■ EXERCISES:
1. In the forum thread about Ivan Chiriaev, which Moscow team does the first poster recall him playing for?
2. Pick up the forum thread about Ivan Chiriaev after its last line and continue it.

■ SELECTED PASSAGE:

# Ivan Chiriaev, Where Are You?



## luther (Nov 2, 2007)

Everyone no doubt remembers when, a few years ago, this Russian-Canadian then-high schooler declared the NBA "wants and needs Ivan Chiriaev." He had a mediocre Canadian HS all-star game and backed out of the Nike Hoop Summit, and poof. Gone. I recall he had played with Dynamo Moscow for a while, but can't find him anywhere now. 

Does anyone know if or where he's playing? I'm curious how wrong those people who were quick to praise him were. Has he proved himself to be a legit basketball player and just not an NBA talent? Or is he flat-out terrible and out of the game?


----------



## Mr. Hobbes (Jul 1, 2005)

[Point labeling items]
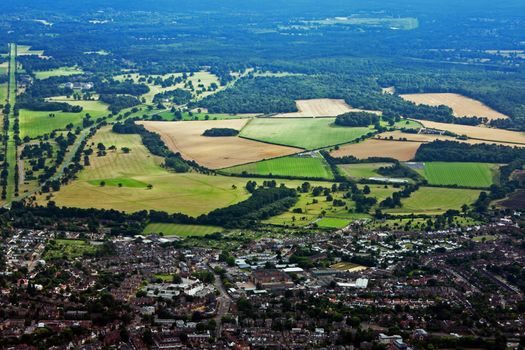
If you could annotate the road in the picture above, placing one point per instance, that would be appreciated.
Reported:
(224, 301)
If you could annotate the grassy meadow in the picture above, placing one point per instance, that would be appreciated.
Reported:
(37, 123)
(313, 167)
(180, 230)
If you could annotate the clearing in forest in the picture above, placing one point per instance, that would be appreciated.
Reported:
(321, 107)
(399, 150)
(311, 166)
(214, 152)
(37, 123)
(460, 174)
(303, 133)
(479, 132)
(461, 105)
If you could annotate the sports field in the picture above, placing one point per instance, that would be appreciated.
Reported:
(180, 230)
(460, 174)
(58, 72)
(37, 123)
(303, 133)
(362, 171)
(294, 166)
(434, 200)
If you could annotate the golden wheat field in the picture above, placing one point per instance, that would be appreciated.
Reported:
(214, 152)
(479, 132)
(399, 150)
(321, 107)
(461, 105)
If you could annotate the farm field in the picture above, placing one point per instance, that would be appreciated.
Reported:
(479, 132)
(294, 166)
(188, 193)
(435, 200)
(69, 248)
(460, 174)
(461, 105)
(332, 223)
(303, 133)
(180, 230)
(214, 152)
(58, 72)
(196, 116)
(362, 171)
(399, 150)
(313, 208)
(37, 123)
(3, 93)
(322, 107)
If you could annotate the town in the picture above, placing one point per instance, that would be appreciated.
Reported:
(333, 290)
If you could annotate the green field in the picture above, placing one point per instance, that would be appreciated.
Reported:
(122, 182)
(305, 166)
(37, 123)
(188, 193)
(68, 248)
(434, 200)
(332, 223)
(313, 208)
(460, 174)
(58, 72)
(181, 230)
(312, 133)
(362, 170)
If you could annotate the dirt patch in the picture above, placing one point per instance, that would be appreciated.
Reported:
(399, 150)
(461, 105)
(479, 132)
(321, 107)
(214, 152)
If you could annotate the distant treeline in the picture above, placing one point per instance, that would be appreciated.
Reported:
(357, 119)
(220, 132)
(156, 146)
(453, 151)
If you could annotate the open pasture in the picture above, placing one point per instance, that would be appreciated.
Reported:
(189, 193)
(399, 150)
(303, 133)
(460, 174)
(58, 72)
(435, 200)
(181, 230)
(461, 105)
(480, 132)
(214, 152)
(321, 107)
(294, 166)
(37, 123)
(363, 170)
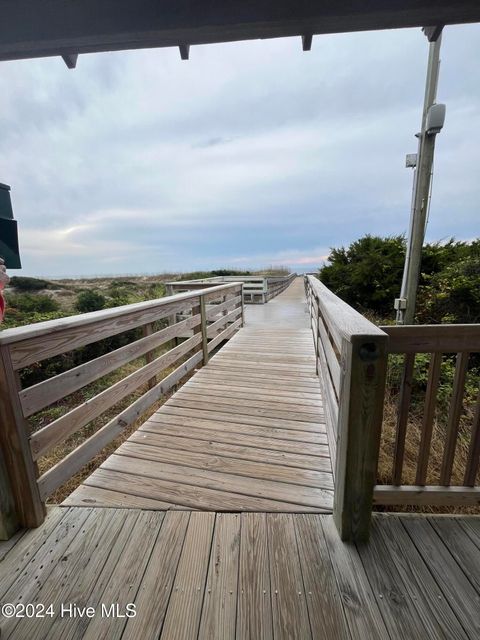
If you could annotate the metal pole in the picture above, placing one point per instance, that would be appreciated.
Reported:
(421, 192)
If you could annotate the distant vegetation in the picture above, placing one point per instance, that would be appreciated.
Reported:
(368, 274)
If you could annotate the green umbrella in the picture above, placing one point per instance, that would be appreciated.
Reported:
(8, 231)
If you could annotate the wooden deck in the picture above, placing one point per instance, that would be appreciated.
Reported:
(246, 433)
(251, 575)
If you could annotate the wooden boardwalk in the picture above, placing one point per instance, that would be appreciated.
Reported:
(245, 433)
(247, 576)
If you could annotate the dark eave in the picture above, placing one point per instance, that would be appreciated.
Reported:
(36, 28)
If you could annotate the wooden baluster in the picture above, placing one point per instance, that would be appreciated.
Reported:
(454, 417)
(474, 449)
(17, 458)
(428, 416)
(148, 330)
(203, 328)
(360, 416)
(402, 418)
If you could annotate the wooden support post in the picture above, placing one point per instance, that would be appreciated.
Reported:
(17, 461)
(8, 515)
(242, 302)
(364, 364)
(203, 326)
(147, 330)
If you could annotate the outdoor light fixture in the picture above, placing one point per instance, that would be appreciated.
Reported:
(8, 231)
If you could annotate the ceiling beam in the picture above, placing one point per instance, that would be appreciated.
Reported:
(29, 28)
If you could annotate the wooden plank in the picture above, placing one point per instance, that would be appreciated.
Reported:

■ PER-TASK ANSWERS:
1. Dynamo Moscow.

2.
Wikipedia said:


> Ivan Chiriaev is a Russian born basketball player who had a lot of hype surrounding him going into the 2004 NBA Draft, but was not drafted. He felt that if he was not a guaranteed top 3 pick he would go into college (NCAA) basketball. Ivan played High School basketball at St. Thomas Aquinas in Oakville, Canada. He was famously quoted as saying (on his NBA intentions) "the NBA wants Ivan Chiriaev. The NBA needs Ivan Chiriaev." His high school statistics are unclear, as stats apparently were not kept, but it was estimated that he scored 16 points per game. One source credited him with the lofty stats of 26.8 points per game, 17.3 rebounds and over 9000 assists, though these are likely made up.


Good question. 27/17 is impressive. Hehe.


----------



## HB (May 1, 2004)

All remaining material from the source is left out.